Records supplied:
+-------+

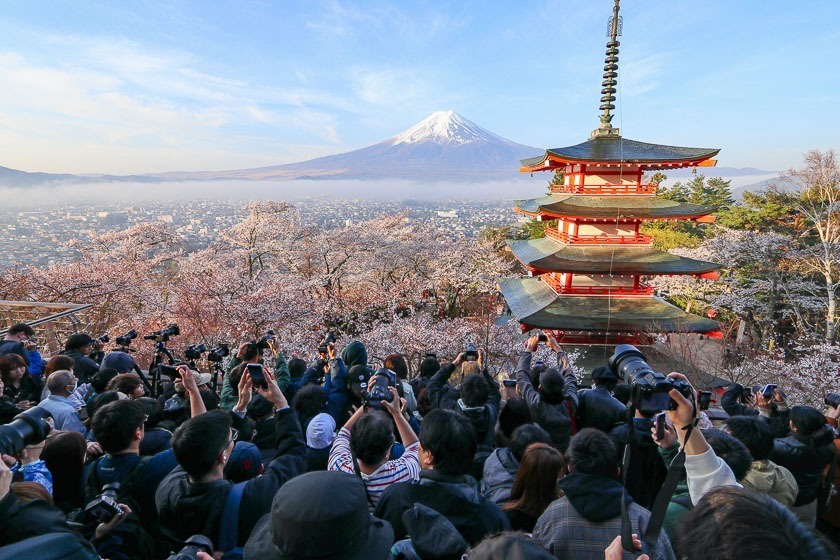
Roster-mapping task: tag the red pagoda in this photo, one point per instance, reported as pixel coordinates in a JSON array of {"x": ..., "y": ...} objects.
[{"x": 586, "y": 276}]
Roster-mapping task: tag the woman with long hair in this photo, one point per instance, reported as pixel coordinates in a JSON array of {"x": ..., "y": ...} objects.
[
  {"x": 64, "y": 455},
  {"x": 17, "y": 383},
  {"x": 535, "y": 486},
  {"x": 806, "y": 453}
]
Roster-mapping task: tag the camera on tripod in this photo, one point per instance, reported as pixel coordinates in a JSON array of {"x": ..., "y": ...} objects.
[
  {"x": 164, "y": 335},
  {"x": 267, "y": 341},
  {"x": 125, "y": 339},
  {"x": 218, "y": 353},
  {"x": 649, "y": 388},
  {"x": 194, "y": 351},
  {"x": 378, "y": 387}
]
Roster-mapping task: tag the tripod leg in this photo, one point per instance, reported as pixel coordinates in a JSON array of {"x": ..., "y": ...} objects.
[{"x": 143, "y": 378}]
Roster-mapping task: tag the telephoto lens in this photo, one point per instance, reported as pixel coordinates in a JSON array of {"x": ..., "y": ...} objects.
[{"x": 26, "y": 429}]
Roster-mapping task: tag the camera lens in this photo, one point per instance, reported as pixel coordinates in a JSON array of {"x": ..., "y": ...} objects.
[{"x": 27, "y": 428}]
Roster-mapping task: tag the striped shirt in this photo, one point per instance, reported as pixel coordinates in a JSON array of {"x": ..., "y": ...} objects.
[{"x": 404, "y": 469}]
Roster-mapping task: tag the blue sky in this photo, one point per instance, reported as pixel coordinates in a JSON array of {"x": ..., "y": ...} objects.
[{"x": 144, "y": 86}]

+-------+

Copy out the part of the items that opens with the line containing "Roster-mapping task: tag the striped" and closes with the last line of the items, shifting every x and y coordinate up by 132 and leaving all other text as it is.

Roster-mapping task: tag the striped shirt in this photo, one point per instance, reported as pixel coordinates in a JSON array of {"x": ..., "y": ...} objects.
[{"x": 536, "y": 601}]
Roster-mapping task: tag the blue sky in this photo, one point per instance, reported as pixel coordinates in a JSON array of {"x": ..., "y": ...} objects.
[{"x": 276, "y": 218}]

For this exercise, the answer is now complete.